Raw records
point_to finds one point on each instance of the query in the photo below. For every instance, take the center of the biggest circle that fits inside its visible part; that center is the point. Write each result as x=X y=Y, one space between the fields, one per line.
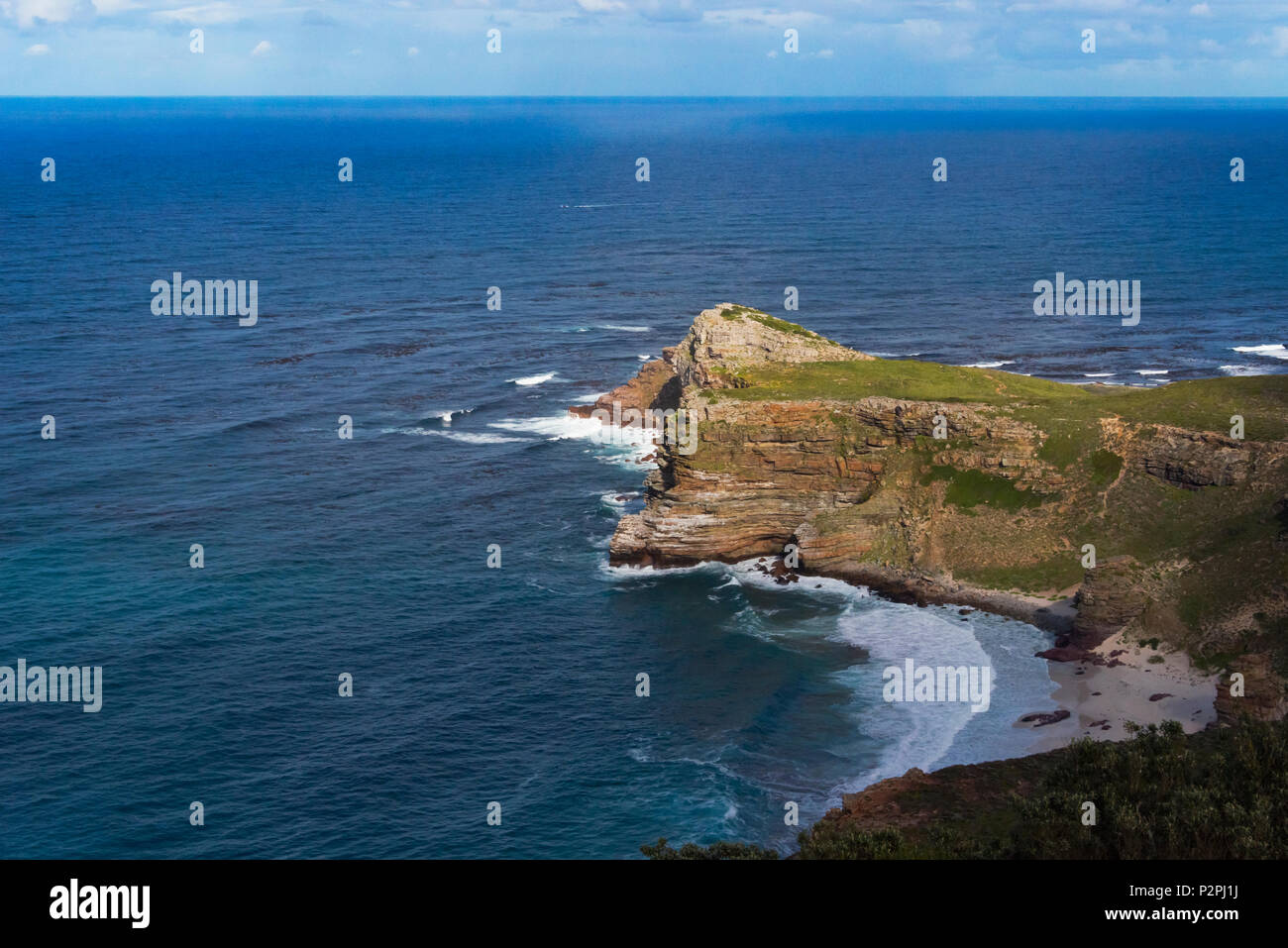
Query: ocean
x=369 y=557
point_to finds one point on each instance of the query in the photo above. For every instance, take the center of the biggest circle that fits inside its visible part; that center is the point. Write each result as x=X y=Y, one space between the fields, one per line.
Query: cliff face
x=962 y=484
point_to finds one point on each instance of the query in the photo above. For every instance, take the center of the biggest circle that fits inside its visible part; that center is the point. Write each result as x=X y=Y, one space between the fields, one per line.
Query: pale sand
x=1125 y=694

---

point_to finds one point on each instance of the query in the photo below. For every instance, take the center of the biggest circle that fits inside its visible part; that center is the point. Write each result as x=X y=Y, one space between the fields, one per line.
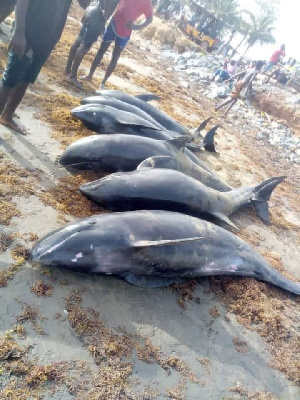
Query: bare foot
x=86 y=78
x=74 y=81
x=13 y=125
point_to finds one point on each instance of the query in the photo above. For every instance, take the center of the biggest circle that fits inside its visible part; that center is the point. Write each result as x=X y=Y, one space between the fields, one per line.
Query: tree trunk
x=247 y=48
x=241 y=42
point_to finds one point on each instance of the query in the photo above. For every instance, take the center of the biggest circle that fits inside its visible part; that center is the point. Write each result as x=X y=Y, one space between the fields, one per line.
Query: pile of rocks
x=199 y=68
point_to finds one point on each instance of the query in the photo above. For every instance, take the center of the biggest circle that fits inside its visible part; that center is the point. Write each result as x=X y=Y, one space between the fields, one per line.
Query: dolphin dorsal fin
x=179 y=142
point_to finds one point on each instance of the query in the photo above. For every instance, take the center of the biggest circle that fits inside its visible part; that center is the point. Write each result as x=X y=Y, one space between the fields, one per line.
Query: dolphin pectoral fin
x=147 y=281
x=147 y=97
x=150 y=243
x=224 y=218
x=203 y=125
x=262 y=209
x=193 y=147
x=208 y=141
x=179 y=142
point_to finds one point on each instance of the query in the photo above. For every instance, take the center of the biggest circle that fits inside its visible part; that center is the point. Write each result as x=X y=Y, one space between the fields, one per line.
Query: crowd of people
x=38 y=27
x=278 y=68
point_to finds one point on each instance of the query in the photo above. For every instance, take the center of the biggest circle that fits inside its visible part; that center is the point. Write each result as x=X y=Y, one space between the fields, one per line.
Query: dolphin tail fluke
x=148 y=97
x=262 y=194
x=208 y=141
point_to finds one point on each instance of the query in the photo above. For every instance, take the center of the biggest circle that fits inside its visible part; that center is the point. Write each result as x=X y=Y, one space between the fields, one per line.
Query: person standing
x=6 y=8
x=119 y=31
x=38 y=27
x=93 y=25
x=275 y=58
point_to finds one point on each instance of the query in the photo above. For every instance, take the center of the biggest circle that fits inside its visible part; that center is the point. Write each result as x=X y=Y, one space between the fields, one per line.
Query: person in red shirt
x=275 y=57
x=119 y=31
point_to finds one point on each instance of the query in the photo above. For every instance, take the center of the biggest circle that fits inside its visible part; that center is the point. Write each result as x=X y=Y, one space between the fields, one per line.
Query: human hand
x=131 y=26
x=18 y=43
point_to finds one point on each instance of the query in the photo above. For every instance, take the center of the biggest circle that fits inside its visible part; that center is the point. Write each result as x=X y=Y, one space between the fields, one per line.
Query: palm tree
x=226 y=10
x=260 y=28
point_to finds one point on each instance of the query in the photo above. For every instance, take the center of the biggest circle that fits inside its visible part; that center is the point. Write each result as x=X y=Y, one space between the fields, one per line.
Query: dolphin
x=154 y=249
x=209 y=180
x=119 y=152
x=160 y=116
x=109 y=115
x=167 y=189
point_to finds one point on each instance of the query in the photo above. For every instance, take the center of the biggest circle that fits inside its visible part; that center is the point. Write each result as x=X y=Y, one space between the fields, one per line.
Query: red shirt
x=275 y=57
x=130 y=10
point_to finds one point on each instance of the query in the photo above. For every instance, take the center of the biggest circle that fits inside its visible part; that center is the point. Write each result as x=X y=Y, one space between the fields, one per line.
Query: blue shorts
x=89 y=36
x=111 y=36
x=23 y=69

▶ **Task requirements**:
Gather each line in the records above that contains the word "person" and copy those lines out in full.

▶ **Solved problem**:
Query: person standing
Query: person in red shirt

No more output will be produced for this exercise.